[Recorded data]
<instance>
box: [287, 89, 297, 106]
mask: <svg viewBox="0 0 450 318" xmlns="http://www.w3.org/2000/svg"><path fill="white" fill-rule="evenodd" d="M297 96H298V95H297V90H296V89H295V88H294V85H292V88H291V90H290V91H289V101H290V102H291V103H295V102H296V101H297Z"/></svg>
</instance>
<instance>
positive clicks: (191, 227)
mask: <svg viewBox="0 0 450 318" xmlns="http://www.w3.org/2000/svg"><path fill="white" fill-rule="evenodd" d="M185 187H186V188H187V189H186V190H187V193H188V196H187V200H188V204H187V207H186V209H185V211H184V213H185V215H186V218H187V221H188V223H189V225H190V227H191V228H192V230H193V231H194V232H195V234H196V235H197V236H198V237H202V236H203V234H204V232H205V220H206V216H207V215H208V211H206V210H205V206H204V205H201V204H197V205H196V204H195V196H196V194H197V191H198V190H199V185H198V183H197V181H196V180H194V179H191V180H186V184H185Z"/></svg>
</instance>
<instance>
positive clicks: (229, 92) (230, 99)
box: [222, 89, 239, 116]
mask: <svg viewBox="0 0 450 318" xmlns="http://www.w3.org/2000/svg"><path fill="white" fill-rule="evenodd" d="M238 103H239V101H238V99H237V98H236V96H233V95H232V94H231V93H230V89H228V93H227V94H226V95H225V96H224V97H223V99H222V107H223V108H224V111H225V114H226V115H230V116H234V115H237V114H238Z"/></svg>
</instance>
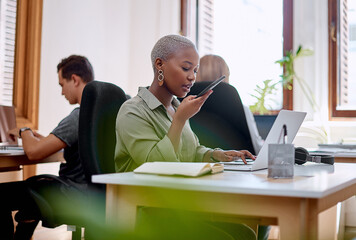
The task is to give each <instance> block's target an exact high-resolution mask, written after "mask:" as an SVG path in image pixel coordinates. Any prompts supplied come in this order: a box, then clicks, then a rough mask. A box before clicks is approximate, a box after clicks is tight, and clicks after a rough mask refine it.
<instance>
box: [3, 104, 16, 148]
mask: <svg viewBox="0 0 356 240" xmlns="http://www.w3.org/2000/svg"><path fill="white" fill-rule="evenodd" d="M13 128H16V115H15V108H14V107H13V106H3V105H0V146H18V145H17V139H16V140H15V141H12V139H11V138H10V137H8V136H7V132H8V131H9V130H11V129H13Z"/></svg>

Task goal:
Would you provide an exact, picture-free copy of the data above?

Answer space:
<instance>
box: [287, 89, 297, 106]
mask: <svg viewBox="0 0 450 318" xmlns="http://www.w3.org/2000/svg"><path fill="white" fill-rule="evenodd" d="M297 96H298V95H297V90H296V89H295V88H294V85H292V88H291V90H290V91H289V101H290V102H291V103H295V102H296V101H297Z"/></svg>
</instance>
<instance>
positive clicks: (191, 227)
mask: <svg viewBox="0 0 450 318" xmlns="http://www.w3.org/2000/svg"><path fill="white" fill-rule="evenodd" d="M185 187H186V188H187V189H186V190H187V193H188V196H187V200H188V204H187V207H186V209H185V211H184V213H185V215H186V218H187V221H188V223H189V225H190V227H191V228H192V230H193V231H194V232H195V234H196V235H197V236H198V237H202V236H203V234H204V232H205V220H206V216H207V215H208V211H206V210H205V206H204V205H201V204H197V205H196V204H195V196H196V194H197V191H198V190H199V185H198V183H197V181H196V180H194V179H191V180H186V184H185Z"/></svg>
</instance>
<instance>
positive clicks: (229, 92) (230, 99)
box: [222, 89, 239, 116]
mask: <svg viewBox="0 0 450 318" xmlns="http://www.w3.org/2000/svg"><path fill="white" fill-rule="evenodd" d="M238 103H239V101H238V99H237V98H236V96H233V95H232V94H231V93H230V89H228V93H227V94H226V95H225V96H224V97H223V99H222V107H223V108H224V111H225V114H226V115H230V116H234V115H237V114H238Z"/></svg>
</instance>
The task is to give each <instance> block's target an exact high-resolution mask, written after "mask:" as an SVG path in image pixel coordinates. Any prompts supplied come in this order: a box, then clicks, then a rough mask. A box before clicks is approximate, a box after clicks is tight, and clicks after a rough mask refine it.
<instance>
box: [3, 104, 16, 148]
mask: <svg viewBox="0 0 356 240" xmlns="http://www.w3.org/2000/svg"><path fill="white" fill-rule="evenodd" d="M13 128H16V115H15V108H14V107H13V106H3V105H0V146H18V145H17V139H16V140H15V141H12V139H11V138H10V137H8V136H7V132H8V131H9V130H11V129H13Z"/></svg>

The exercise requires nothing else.